About this task
Reproduce the entire list of 2018 events in Venezuela below word for word, without leaving anything out or changing anything.

───── Quoted passage ─────

The following lists events that happened during 2018 in Venezuela.

Incumbents
 President: Nicolás Maduro
 Vice President: Tareck El Aissami and Delcy Rodríguez

Governors
Amazonas: Miguel Rodríguez
Anzoátegui: Antonio Barreto Sira
Apure: Ramón Carrizales
Aragua: Rodolfo Clemente Marco Torres
Barinas: Argenis Chávez
Bolívar: Justo Noguera Pietri
Carabobo: Rafael Lacava
Cojedes: Margaud Godoy
Delta Amacuro: Lizeta Hernández
Falcón: Víctor Clark
Guárico: José Manuel Vásquez
Lara: Carmen Meléndez 
Mérida: Ramón Guevara
Miranda: Héctor Rodríguez
Monagas: Yelitza Santaella
Nueva Esparta: Alfredo Díaz
Portuguesa: Rafael Calles
Sucre: Edwin Rojas
Táchira: Laidy Gómez
Trujillo: Henry Rangel Silva
Vargas: Jorge García Carneiro
Yaracuy: Julio León Heredia
Zulia: Omar Prieto

Events

January
January 5
Looting was recorded in different Venezuelan cities, such as the ports of Altagracia, Caicara del Orinoco, Maturín, and Terrazas del Avila, among others.
Omar Barboza was sworn in as the new President of the National Assembly.

───── Supplied information ─────

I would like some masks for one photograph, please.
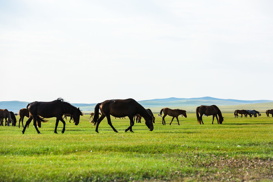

─────

Exercise response
The following lists events that happened during 2018 in Venezuela.

Incumbents
 President: Nicolás Maduro
 Vice President: Tareck El Aissami and Delcy Rodríguez

Governors
Amazonas: Miguel Rodríguez
Anzoátegui: Antonio Barreto Sira
Apure: Ramón Carrizales
Aragua: Rodolfo Clemente Marco Torres
Barinas: Argenis Chávez
Bolívar: Justo Noguera Pietri
Carabobo: Rafael Lacava
Cojedes: Margaud Godoy
Delta Amacuro: Lizeta Hernández
Falcón: Víctor Clark
Guárico: José Manuel Vásquez
Lara: Carmen Meléndez 
Mérida: Ramón Guevara
Miranda: Héctor Rodríguez
Monagas: Yelitza Santaella
Nueva Esparta: Alfredo Díaz
Portuguesa: Rafael Calles
Sucre: Edwin Rojas
Táchira: Laidy Gómez
Trujillo: Henry Rangel Silva
Vargas: Jorge García Carneiro
Yaracuy: Julio León Heredia
Zulia: Omar Prieto

Events

January
January 5
Looting was recorded in different Venezuelan cities, such as the ports of Altagracia, Caicara del Orinoco, Maturín, and Terrazas del Avila, among others.
Omar Barboza was sworn in as the new President of the National Assembly.